*Assignment 1*:
Answer these questions from the text about Grace. Keep each answer short.
(a) What news did Grace bring to her teacher one day?
(b) Where did Grace go to work?
(c) What three subjects have the author's documentary films covered?
*Assignment 2*: Carry on the text about Grace, picking up after its final sentence.

*Given text*:
Working as a teacher in rural Kenya in the late 1980’s, I met a remarkable young girl, my brightest student, Grace. One day she came to tell me her mother had died, she could no longer attend school. She desperately wanted to finish her education, but with limited resources, she ended up going off to work for a wealthy family in Nairobi.

Back then, none of us could have predicted the devastation the AIDS pandemic would eventually have on the world, let alone a young, vibrant African girl. Over the years, I began the process of trying to track her down, but have yet to find her. This project is to put her face on the map, and simply listen to what Grace might have had to say.

My background is in documentary filmmaking, my films are about labor unions, immigrants, the homeless-- exposing me to countless voices coming from the margins of society, uncertain if anyone is listening. In this medium I learned to let the story flow, however messy or non-linear, and to let the camera discover the “silences” between people’s words, between what they wish for and what is.

While writing the script, I made several trips back to Kenya, into the horror-field slums and garbage dumps of those who have been left behind by AIDS and crushing poverty. The kids I met there were industrious, cheeky, alive. They didn’t see themselves as victims, they were just living life on life’s terms. I want to tap into this energy, use non-actors where we can, and , shoot in actual locations , to capture the specific, colorful reality of markets, street vendors, slum innovators--the intricate, complex web of people living with nothing who barter and trade, surviving off each other .

I think of classics like LosOlvidados, Days of Heaven, and more recently If Turtles Could Fly, City of God,Whale Rider... all about kids in crisis situations, yet still able to bring humor and pathos to the table. There is also the horror and violence of Africa foregrounded in such films as Blood Diamond and The Last King of Scotland. For me what hasn’t been fully explored is the female voice, the young girl coming of age in Africa, a quieter, more personal approach. I also love the films of Ken Loach, the way narrative and documentary weave together seamlessly a powerful, focused story.

*Data*:
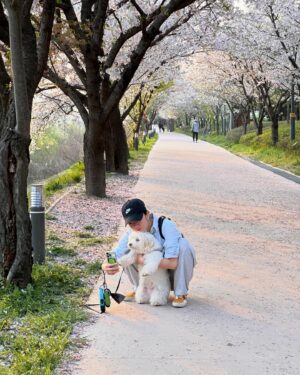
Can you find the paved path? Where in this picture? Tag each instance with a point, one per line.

*Reply 1*:
(a) Her mother had died, and she could no longer attend school.
(b) For a wealthy family in Nairobi.
(c) Labor unions, immigrants, and the homeless.

*Reply 2*:
A recurrent theme in the script is about recycling what’s broken to redefine one’s identity, to deny one’s dire circumstances and accept life, captured in the Swahili phrase: ‘Maisha Yanaendelea,” or tomorrow is another day. Grace struggles with this credo, she wants answers to why her mother died, why she’s denied an education, and why she’s forced to live a lesser life as a result. She dreams of becoming a writer because she realizes no one else will document her story. Finding Grace. I never found her. But she lives on, I think in many young women today, faced with tough choices, and choosing life.

Amie's documentary films include UNCOMMON GROUND: FROM LA TO SOUTH AFRICA (1991), which won the IDA's David Wolper Award, to STRIPPED AND TEASED (1994), broadcast in Canada, Mexico, Denmark, Germany and Sweden, and theatrically released, winning "Pick of the Week" by LA critic Kenneth Turan, to FALLON, NV: DEADLY OASIS, an ITVS/Lincs Project, (2001) broadcast on PBS. Her recent critically acclaimed film, NO SWEAT, (2006) premiered at the AFI Film Festival, broadcast on KQED and Current TV. She is a graduate of Yale University (BA, 1985) and UCLA’s School of Film and Television (MFA, Directing, 1994).